*** Records ***

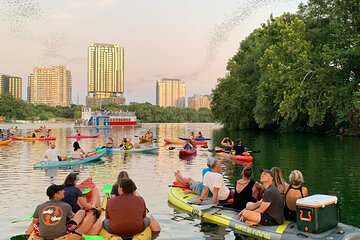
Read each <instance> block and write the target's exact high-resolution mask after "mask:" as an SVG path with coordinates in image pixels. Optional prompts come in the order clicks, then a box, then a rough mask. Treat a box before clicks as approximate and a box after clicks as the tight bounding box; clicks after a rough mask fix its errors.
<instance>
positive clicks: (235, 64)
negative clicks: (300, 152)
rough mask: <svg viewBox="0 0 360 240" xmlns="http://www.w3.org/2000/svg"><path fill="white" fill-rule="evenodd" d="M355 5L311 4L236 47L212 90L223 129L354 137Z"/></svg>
mask: <svg viewBox="0 0 360 240" xmlns="http://www.w3.org/2000/svg"><path fill="white" fill-rule="evenodd" d="M359 23H360V4H359V1H358V0H347V1H344V0H309V1H308V2H307V4H301V5H300V6H299V11H298V13H297V14H288V13H286V14H283V15H282V16H280V17H277V18H273V17H272V16H271V17H270V19H269V20H268V22H267V23H266V24H263V25H262V26H261V28H259V29H256V30H255V31H254V32H253V33H251V34H250V35H249V37H247V38H246V39H245V40H243V41H242V42H241V43H240V48H239V50H238V52H237V53H236V54H235V56H234V57H233V58H232V59H230V60H229V62H228V65H227V70H229V74H228V75H227V76H225V77H224V78H222V79H220V82H219V84H218V86H217V87H216V88H215V89H214V90H213V93H212V95H213V101H212V107H211V110H212V113H213V115H214V119H215V120H216V121H219V122H221V123H224V124H225V125H226V126H228V127H236V128H264V129H274V128H275V129H276V128H281V129H283V130H284V129H285V130H286V129H295V130H300V131H308V130H312V131H315V132H318V131H323V132H329V131H334V130H336V129H337V128H339V127H341V126H345V127H349V126H352V127H353V128H354V129H357V131H358V132H359V133H360V106H359V105H360V104H359V102H360V100H359V98H360V97H359V95H360V93H359V92H360V78H359V76H360V65H359V62H360V24H359Z"/></svg>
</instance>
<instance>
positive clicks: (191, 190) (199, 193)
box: [189, 180, 201, 195]
mask: <svg viewBox="0 0 360 240" xmlns="http://www.w3.org/2000/svg"><path fill="white" fill-rule="evenodd" d="M200 183H201V182H198V181H194V180H193V181H191V183H190V186H189V187H190V189H191V191H192V192H193V193H195V194H197V195H200V194H201V191H200Z"/></svg>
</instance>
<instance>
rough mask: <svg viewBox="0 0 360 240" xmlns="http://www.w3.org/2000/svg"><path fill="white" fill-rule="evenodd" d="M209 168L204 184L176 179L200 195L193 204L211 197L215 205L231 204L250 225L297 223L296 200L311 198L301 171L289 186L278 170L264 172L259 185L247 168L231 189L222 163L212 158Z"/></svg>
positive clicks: (206, 170)
mask: <svg viewBox="0 0 360 240" xmlns="http://www.w3.org/2000/svg"><path fill="white" fill-rule="evenodd" d="M207 165H208V167H207V168H204V169H203V171H202V176H203V180H202V181H201V182H200V181H195V180H193V179H192V178H185V177H183V176H182V175H181V173H180V172H179V171H177V172H175V173H174V174H175V178H176V180H177V181H178V182H180V183H182V184H184V185H186V186H188V187H189V188H190V190H191V191H192V192H194V193H196V194H198V195H200V197H199V198H198V199H197V200H196V201H194V202H193V203H195V204H201V203H202V202H203V201H206V200H207V198H208V197H210V196H212V203H213V204H219V203H223V204H229V205H230V206H231V207H232V208H234V209H237V210H239V211H240V212H239V214H238V218H239V220H241V221H245V222H246V224H248V225H256V224H260V225H265V226H271V225H281V224H282V223H283V221H284V219H286V220H290V221H296V200H297V199H300V198H303V197H306V196H308V190H307V188H306V187H303V186H302V182H303V181H304V178H303V176H302V173H301V172H300V171H299V170H293V171H292V172H291V173H290V175H289V183H286V181H285V180H284V179H283V177H282V173H281V170H280V169H279V168H278V167H273V168H272V169H271V170H268V169H261V175H260V182H261V183H259V182H257V181H255V180H253V171H252V167H251V166H247V167H244V169H243V171H242V177H241V178H240V179H239V180H237V181H236V183H235V189H234V190H231V189H230V188H228V187H227V186H226V185H225V182H224V178H223V175H222V174H221V173H220V171H221V162H220V160H218V159H214V158H210V159H208V163H207Z"/></svg>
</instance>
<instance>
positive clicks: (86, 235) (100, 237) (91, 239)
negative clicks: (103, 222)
mask: <svg viewBox="0 0 360 240" xmlns="http://www.w3.org/2000/svg"><path fill="white" fill-rule="evenodd" d="M81 236H82V237H83V238H84V239H85V240H105V238H103V237H101V236H95V235H85V234H83V235H81Z"/></svg>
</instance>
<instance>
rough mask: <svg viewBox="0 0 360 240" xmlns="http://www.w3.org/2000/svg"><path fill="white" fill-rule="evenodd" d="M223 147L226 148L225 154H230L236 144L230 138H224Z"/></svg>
mask: <svg viewBox="0 0 360 240" xmlns="http://www.w3.org/2000/svg"><path fill="white" fill-rule="evenodd" d="M221 146H223V147H224V152H225V153H230V152H231V150H232V148H233V146H234V143H233V141H232V140H231V139H230V138H228V137H226V138H223V140H222V141H221Z"/></svg>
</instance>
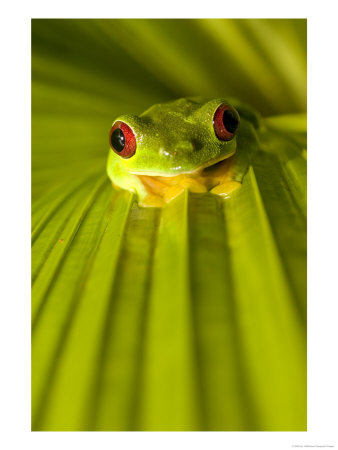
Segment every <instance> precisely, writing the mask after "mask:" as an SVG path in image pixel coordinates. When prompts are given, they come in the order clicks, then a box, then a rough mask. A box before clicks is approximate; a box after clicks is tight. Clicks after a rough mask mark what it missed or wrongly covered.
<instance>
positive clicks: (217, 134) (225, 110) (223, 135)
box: [213, 104, 239, 141]
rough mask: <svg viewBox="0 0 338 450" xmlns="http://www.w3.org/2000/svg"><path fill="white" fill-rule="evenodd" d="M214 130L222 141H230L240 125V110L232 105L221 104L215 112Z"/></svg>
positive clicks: (214, 120)
mask: <svg viewBox="0 0 338 450" xmlns="http://www.w3.org/2000/svg"><path fill="white" fill-rule="evenodd" d="M213 124H214V130H215V133H216V136H217V137H218V139H220V140H221V141H230V140H231V139H232V138H233V137H234V136H235V134H236V133H237V130H238V127H239V115H238V112H237V111H236V110H235V109H234V108H233V107H232V106H230V105H225V104H222V105H220V106H219V107H218V108H217V109H216V112H215V114H214V120H213Z"/></svg>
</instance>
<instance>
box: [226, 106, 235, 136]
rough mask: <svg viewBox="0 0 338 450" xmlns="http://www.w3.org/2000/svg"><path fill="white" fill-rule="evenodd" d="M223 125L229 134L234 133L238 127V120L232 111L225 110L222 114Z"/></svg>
mask: <svg viewBox="0 0 338 450" xmlns="http://www.w3.org/2000/svg"><path fill="white" fill-rule="evenodd" d="M223 125H224V126H225V129H226V130H227V131H228V132H229V133H234V132H235V131H236V130H237V127H238V118H237V115H236V113H235V112H234V111H232V110H231V109H227V110H226V111H224V113H223Z"/></svg>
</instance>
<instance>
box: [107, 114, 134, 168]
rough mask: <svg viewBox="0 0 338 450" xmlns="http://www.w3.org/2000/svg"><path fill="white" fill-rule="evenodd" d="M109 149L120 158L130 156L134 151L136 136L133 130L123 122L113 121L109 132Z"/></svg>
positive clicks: (131, 155) (130, 156)
mask: <svg viewBox="0 0 338 450" xmlns="http://www.w3.org/2000/svg"><path fill="white" fill-rule="evenodd" d="M109 144H110V147H111V149H112V150H113V151H114V152H115V153H116V154H117V155H119V156H121V157H122V158H125V159H127V158H130V157H132V156H133V155H134V154H135V152H136V137H135V134H134V132H133V130H132V129H131V128H130V126H129V125H127V124H126V123H125V122H122V121H117V122H115V123H114V125H113V127H112V129H111V130H110V134H109Z"/></svg>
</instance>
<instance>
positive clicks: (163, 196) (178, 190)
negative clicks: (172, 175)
mask: <svg viewBox="0 0 338 450" xmlns="http://www.w3.org/2000/svg"><path fill="white" fill-rule="evenodd" d="M183 191H184V187H183V186H179V185H178V184H175V185H173V186H171V187H170V188H169V189H167V191H166V193H165V194H164V196H163V198H164V200H165V202H166V203H169V202H170V201H171V200H172V199H173V198H175V197H177V196H178V195H180V194H181V193H182V192H183Z"/></svg>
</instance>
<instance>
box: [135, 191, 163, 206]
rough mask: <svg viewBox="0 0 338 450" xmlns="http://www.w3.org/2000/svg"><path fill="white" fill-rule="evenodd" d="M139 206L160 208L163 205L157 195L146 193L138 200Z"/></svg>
mask: <svg viewBox="0 0 338 450" xmlns="http://www.w3.org/2000/svg"><path fill="white" fill-rule="evenodd" d="M139 205H140V206H144V207H149V208H151V207H153V208H162V207H163V206H164V205H165V202H164V200H163V198H162V197H161V196H159V195H152V194H150V195H147V196H146V197H145V198H144V199H142V200H141V201H139Z"/></svg>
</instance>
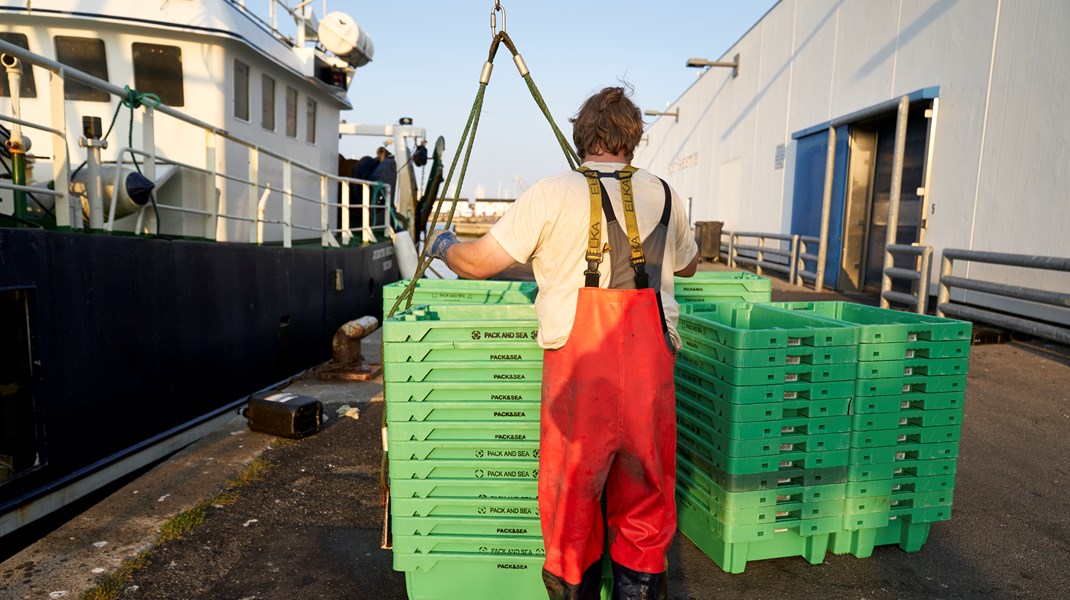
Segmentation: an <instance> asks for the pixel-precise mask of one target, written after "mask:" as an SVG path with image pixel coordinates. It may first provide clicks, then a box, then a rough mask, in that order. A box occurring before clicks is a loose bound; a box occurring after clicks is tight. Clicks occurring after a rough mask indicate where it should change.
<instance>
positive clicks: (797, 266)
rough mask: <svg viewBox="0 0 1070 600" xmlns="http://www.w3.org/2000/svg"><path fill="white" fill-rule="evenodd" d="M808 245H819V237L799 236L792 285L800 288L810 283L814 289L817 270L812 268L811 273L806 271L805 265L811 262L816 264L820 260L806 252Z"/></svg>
mask: <svg viewBox="0 0 1070 600" xmlns="http://www.w3.org/2000/svg"><path fill="white" fill-rule="evenodd" d="M810 244H819V245H820V244H821V237H819V236H816V235H799V251H798V252H797V256H796V261H797V262H796V266H795V280H794V281H792V284H795V286H801V284H804V283H807V282H811V283H813V284H814V288H816V284H817V276H819V273H817V268H816V267H814V270H813V271H807V268H806V263H807V262H808V261H809V262H813V263H814V264H816V263H817V260H819V259H820V258H821V257H820V256H819V255H814V253H810V252H809V251H807V250H808V249H809V245H810Z"/></svg>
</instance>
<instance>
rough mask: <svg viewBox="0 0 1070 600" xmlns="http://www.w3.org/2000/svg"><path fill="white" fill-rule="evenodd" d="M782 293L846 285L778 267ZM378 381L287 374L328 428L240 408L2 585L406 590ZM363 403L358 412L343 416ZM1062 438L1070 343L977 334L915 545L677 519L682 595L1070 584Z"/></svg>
mask: <svg viewBox="0 0 1070 600" xmlns="http://www.w3.org/2000/svg"><path fill="white" fill-rule="evenodd" d="M702 268H722V267H720V266H719V265H716V264H715V265H710V264H704V265H703V266H702ZM773 295H774V299H775V301H789V299H844V297H843V296H840V295H838V294H835V293H828V292H825V293H816V292H813V291H811V290H801V289H799V288H793V287H791V286H788V284H786V283H784V282H782V281H779V280H774V292H773ZM380 344H381V336H380V335H378V334H377V335H373V336H371V337H370V338H368V339H366V340H365V347H364V354H365V356H366V357H377V356H379V352H380V351H379V348H380ZM382 389H383V386H382V381H381V379H379V380H376V381H370V382H321V381H318V380H316V379H314V378H306V379H303V380H299V381H295V382H293V383H292V384H291V385H290V386H289V387H288V390H289V391H293V393H295V394H302V395H308V396H314V397H317V398H320V399H321V400H322V401H323V402H324V406H325V410H324V414H325V415H327V416H328V417H330V418H328V420H327V421H326V424H325V427H324V429H323V430H322V431H321V432H320V433H318V434H316V435H314V436H310V437H308V439H305V440H302V441H288V440H281V439H274V437H272V436H270V435H265V434H261V433H257V432H253V431H249V430H248V429H247V428H246V426H245V419H244V418H243V417H241V416H239V415H235V416H234V418H233V419H231V420H230V421H229V422H228V424H227V425H226V426H225V427H223V428H221V429H219V430H218V431H216V432H215V433H213V434H211V435H209V436H208V437H205V439H203V440H201V441H200V442H198V443H196V444H194V445H192V446H189V447H187V448H186V449H184V450H182V451H180V452H178V453H175V455H173V456H172V457H170V458H169V459H167V460H166V461H164V462H162V463H159V464H157V465H156V466H154V467H153V468H151V470H150V471H148V472H146V473H143V474H141V475H140V476H139V477H137V478H134V479H128V480H126V481H124V482H122V483H121V484H120V486H117V487H113V488H111V489H109V490H108V492H109V493H108V494H107V495H104V496H102V497H97V498H94V499H96V501H97V502H96V504H94V505H93V506H91V507H85V506H81V507H80V509H81V512H79V513H77V514H75V516H70V514H68V516H67V517H68V520H67V521H65V522H62V523H58V522H57V521H51V522H49V523H48V524H47V526H48V527H52V528H51V530H50V532H44V530H41V529H40V528H39V529H36V530H35V532H27V533H26V534H20V535H24V536H25V535H31V534H33V535H37V536H40V539H36V540H35V541H30V540H27V539H22V540H21V544H22V547H21V548H20V550H18V551H17V552H11V551H7V550H5V551H4V554H2V556H0V557H2V559H3V561H2V564H0V588H2V590H3V591H2V594H0V596H2V597H3V598H81V597H82V594H83V591H85V590H87V589H90V588H93V587H94V586H96V585H98V584H101V583H102V582H107V583H108V585H110V586H111V589H112V591H113V594H112V595H111V596H94V597H93V598H97V597H101V598H103V597H107V598H124V599H125V598H129V599H142V598H151V599H158V600H167V599H175V600H177V599H184V600H185V599H195V598H204V599H209V598H211V599H215V598H232V599H243V600H253V599H274V598H302V599H315V598H353V599H364V598H368V599H384V600H395V599H404V598H407V594H406V586H404V573H401V572H396V571H394V570H393V569H392V558H393V556H392V553H391V552H389V551H386V550H382V549H381V542H382V525H383V508H382V506H381V504H380V499H381V489H380V467H381V459H382V442H381V441H382V435H381V425H382V419H383V410H384V403H383V395H382ZM351 407H355V409H357V410H358V413H360V414H358V418H355V419H354V418H352V416H343V415H345V413H347V411H348V410H349V409H351ZM147 410H150V409H147ZM350 414H351V415H352V413H350ZM1068 441H1070V351H1068V349H1067V348H1065V347H1057V345H1051V344H1043V343H1034V342H1010V343H1004V344H982V345H974V347H973V348H972V354H970V364H969V372H968V383H967V388H966V402H965V416H964V424H963V429H962V442H961V448H960V456H959V459H958V461H959V462H958V467H959V470H958V475H957V480H956V490H954V504H953V514H952V518H951V520H950V521H945V522H939V523H935V524H934V525H933V526H932V530H931V533H930V536H929V539H928V541H927V543H926V544H924V545H923V547H922V549H921V550H920V551H919V552H917V553H913V554H908V553H905V552H903V551H901V550H900V549H899V548H898V547H895V545H891V547H878V548H877V549H876V550H875V551H874V552H873V555H872V556H871V557H869V558H865V559H859V558H855V557H853V556H851V555H834V554H828V555H827V557H826V559H825V560H824V563H823V564H821V565H810V564H808V563H807V561H806V560H804V559H802V558H799V557H793V558H779V559H771V560H754V561H752V563H749V564H748V565H747V568H746V571H745V572H744V573H740V574H728V573H724V572H722V571H721V570H720V569H719V568H718V567H717V566H716V565H715V564H714V563H713V561H712V560H710V559H709V558H708V557H706V556H705V555H704V554H703V553H702V552H701V551H699V550H698V549H697V548H695V547H694V545H693V544H692V543H691V542H690V541H689V540H688V539H687V538H685V537H684V536H683V535H677V536H676V539H675V542H674V544H673V548H672V551H671V554H670V558H669V561H670V565H669V572H670V598H673V599H681V600H684V599H713V598H717V599H719V600H721V599H734V598H739V599H743V598H746V599H748V600H753V599H760V598H781V599H794V598H798V599H812V598H853V599H862V598H865V599H867V600H876V599H895V598H942V599H952V598H1019V597H1027V598H1053V599H1054V598H1065V597H1066V594H1067V590H1068V589H1070V569H1067V565H1070V494H1067V493H1066V489H1067V487H1068V484H1070V463H1068V461H1067V460H1066V453H1067V450H1068V449H1070V444H1068ZM249 465H253V467H250V466H249ZM243 475H244V477H241V479H240V480H235V479H238V478H240V476H243ZM228 481H231V483H230V486H229V487H228ZM228 491H229V492H230V493H221V492H228ZM205 503H207V504H205ZM198 506H200V507H201V508H203V510H202V511H201V512H202V513H203V521H202V522H200V523H196V524H193V525H192V527H190V528H189V529H188V530H187V532H185V533H183V534H181V535H179V536H177V537H174V538H173V539H168V540H167V541H164V542H162V543H159V544H158V545H157V540H158V539H159V537H158V536H159V528H161V526H162V525H163V524H165V523H168V522H171V523H173V522H174V516H175V514H188V512H187V511H189V509H190V508H195V507H198ZM6 541H7V540H5V542H6ZM16 541H18V540H16ZM135 559H136V560H137V568H129V566H131V565H132V564H131V560H135ZM117 574H119V575H121V576H116V575H117ZM502 598H503V599H504V598H507V595H503V597H502Z"/></svg>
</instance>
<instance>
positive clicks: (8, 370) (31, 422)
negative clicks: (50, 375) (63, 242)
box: [0, 290, 44, 483]
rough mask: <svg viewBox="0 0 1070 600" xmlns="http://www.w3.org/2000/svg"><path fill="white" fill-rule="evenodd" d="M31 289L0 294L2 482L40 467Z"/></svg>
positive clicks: (43, 461)
mask: <svg viewBox="0 0 1070 600" xmlns="http://www.w3.org/2000/svg"><path fill="white" fill-rule="evenodd" d="M32 293H33V292H32V291H30V290H5V291H2V292H0V422H2V424H3V427H0V483H3V482H4V481H6V480H9V479H11V478H13V477H15V476H16V475H18V474H19V473H22V472H26V471H30V470H31V468H33V467H34V466H39V465H41V464H42V463H43V462H44V461H43V457H42V456H41V452H40V444H39V443H37V442H39V433H37V432H39V430H41V428H40V427H39V425H40V424H39V422H37V415H36V407H35V405H34V393H33V369H32V365H33V356H32V341H31V340H32V336H31V333H30V326H31V323H32V319H31V317H32V314H31V311H30V306H31V303H32Z"/></svg>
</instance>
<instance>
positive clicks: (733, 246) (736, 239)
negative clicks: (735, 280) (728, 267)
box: [722, 231, 799, 283]
mask: <svg viewBox="0 0 1070 600" xmlns="http://www.w3.org/2000/svg"><path fill="white" fill-rule="evenodd" d="M723 233H725V232H723V231H722V234H723ZM728 233H729V257H728V263H729V266H731V267H735V265H736V263H740V264H747V265H751V266H753V267H754V271H755V272H756V273H758V274H759V275H762V274H763V272H764V271H766V270H767V271H773V272H776V273H781V274H783V275H785V276H786V277H788V281H789V282H793V283H794V281H795V270H796V266H797V263H798V237H799V236H798V235H797V234H793V233H767V232H762V231H732V232H728ZM740 237H755V239H758V245H751V244H739V243H738V240H739V239H740ZM766 240H776V241H778V242H788V243H789V247H788V249H782V248H779V247H769V246H766V245H765V242H766ZM740 249H743V250H751V251H753V252H754V257H747V256H740V255H739V250H740ZM766 255H771V256H775V257H784V258H786V259H788V260H786V262H783V263H780V262H770V261H767V260H765V256H766Z"/></svg>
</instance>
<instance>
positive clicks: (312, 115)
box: [305, 98, 316, 143]
mask: <svg viewBox="0 0 1070 600" xmlns="http://www.w3.org/2000/svg"><path fill="white" fill-rule="evenodd" d="M307 117H308V118H307V119H305V141H307V142H308V143H316V101H314V99H311V98H309V99H308V113H307Z"/></svg>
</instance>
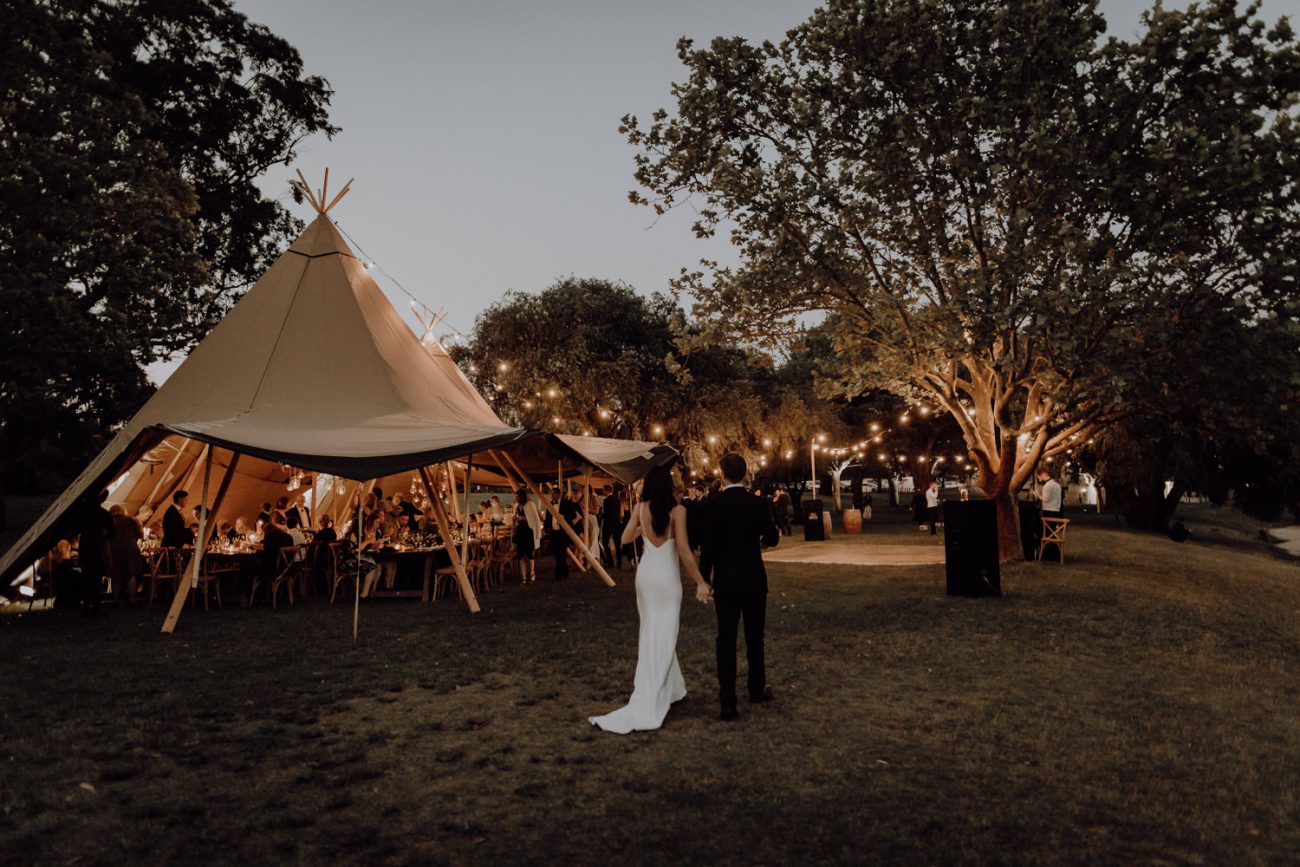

*** End of Records ***

Problem description:
Starting at the top of the listing and stopping after the line that contains "5L311 4L236 47L212", set those lines out as a numbered list. Skip any blank lines and leave the pictures out.

Result of this exercise:
1. Read each <instance> block and write the target's exact high-resolution mask after "mask:" as an SVG path with coordinates in image pixels. Optional prompts come in the order clicks, then a box, then a rough mask. Treat a box before clicks as approximate and a box after clicks as the tight bounding box; clicks after a rough mask fix its errors.
2. <instance>
3. positive clicks: (235, 64)
4. negative clicks: (300, 152)
5. rough mask: <svg viewBox="0 0 360 240" xmlns="http://www.w3.org/2000/svg"><path fill="white" fill-rule="evenodd" d="M355 5L311 4L236 47L212 90L223 129L354 137Z"/></svg>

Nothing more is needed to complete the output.